L’umorismo rapidissimo, i riferimenti politici e televisivi americani molto specifici, le battute che non funzionano fuori contesto o fuori lingua: tutto questo ha impedito a 30 Rock di essere davvero “esportabile” su larga scala, ma è stato più che sufficiente per creare un fandom molto affezionato e solido nel tempo, a diventare il ponte ideale per traghettare il network nel mondo della prestige tv. La tv da golden age, in pratica. Una tv che occupa un ruolo culturale e si riflette anche in una centralità negli anni successivi alla messa in onda, pur non essendo necessariamente foriera di un pubblico davvero cospicuo.

-------------------------

[IL TUO OBIETTIVO]
Come proseguiresti il testo su 30 Rock dopo la sua ultima frase? Le righe riportate qui sono materiale a sé, distinto dal testo su 30 Rock.

[ESTRATTO DEL DATASET]
-------------------------

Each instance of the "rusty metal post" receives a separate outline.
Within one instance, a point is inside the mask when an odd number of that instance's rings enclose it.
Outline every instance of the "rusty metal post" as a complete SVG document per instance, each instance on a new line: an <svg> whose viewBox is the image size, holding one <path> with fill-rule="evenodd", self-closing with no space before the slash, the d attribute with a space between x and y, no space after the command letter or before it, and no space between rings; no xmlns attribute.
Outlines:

-------------------------

[RISPOSTA AL PROBLEMA]
Per una rete come la NBC, che puntava anche a vendere pubblicità a target premium e a consolidare il suo prestigio culturale, 30 Rock era più utile come simbolo di qualità che come macchina da share. E questo, paradossalmente, ha garantito alla serie più longevità di tante comedy ben più popolari. E della già citata Studio 60 on the Sunset Strip, dramedy in anticipo sui tempi che fu cancellata un anno prima per una questione di costi, pur riferendosi potenzialmente a un target altrettanto “elitario”.
In definitiva: se state cercando la storia di un successo romantico, questo non è il posto giusto.
Tina Fey ha poi confermato nel tempo di essere un’autrice eccezionale, ancora oggi tra le migliori in circolazione, mentre gran parte del cast ha portato avanti carriere importanti, di tutto rispetto. 30 Rock, però, è rimasta là dove si era posizionata inizialmente. Forse dove non aveva intenzione di stare, ma dove ha avuto la possibilità di esprimersi per sette anni con alti standard qualitativi. Finendo per generare una definizione che suona paradossale: è un “cult invisibile” del piccolo schermo. Piace a tutti, ma pochi sanno davvero perché.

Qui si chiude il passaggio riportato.